━━ Material supplied

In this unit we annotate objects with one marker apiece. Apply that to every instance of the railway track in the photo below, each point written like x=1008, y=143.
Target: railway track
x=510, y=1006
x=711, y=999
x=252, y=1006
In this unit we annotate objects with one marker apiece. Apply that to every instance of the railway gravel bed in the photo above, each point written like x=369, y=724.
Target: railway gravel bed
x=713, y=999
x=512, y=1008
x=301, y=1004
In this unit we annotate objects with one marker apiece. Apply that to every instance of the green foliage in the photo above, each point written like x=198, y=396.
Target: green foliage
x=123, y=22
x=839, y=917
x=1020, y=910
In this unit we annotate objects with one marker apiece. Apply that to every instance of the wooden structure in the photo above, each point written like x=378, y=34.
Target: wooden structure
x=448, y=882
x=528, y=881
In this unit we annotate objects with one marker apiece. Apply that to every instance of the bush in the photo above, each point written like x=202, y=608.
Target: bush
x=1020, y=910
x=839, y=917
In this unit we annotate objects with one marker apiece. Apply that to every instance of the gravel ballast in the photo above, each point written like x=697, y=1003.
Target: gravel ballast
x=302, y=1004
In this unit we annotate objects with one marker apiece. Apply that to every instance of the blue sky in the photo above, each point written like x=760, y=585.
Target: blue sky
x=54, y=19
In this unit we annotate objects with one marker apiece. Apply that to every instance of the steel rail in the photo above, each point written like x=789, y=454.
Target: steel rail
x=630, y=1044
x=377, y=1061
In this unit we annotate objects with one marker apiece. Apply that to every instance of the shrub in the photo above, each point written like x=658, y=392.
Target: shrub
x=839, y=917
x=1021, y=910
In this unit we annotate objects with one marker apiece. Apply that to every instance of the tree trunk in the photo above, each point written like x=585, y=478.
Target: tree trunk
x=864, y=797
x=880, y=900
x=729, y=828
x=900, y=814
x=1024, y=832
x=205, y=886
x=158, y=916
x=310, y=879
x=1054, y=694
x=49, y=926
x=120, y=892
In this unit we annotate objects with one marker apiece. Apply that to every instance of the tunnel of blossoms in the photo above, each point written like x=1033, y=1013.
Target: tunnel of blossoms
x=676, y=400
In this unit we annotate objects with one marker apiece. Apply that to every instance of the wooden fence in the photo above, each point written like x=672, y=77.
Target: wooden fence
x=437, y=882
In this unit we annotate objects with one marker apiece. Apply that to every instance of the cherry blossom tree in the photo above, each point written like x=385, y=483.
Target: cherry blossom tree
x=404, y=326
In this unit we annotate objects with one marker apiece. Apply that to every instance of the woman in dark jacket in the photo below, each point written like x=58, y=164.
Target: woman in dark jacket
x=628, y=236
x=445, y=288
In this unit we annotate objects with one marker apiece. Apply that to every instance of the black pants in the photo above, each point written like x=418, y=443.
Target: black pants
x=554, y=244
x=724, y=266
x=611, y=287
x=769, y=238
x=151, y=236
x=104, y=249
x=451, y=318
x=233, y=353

━━━━

Gather from the data above every line with the string "below".

#### Answer box:
In this unit we annotate objects with one marker apiece. Apply that to every instance of the railway track in the photo below, each point written like x=1008, y=143.
In this unit we annotate objects with one marker apiece. Apply that to every instance of the woman in dark jacket in the photo below, each point written like x=58, y=164.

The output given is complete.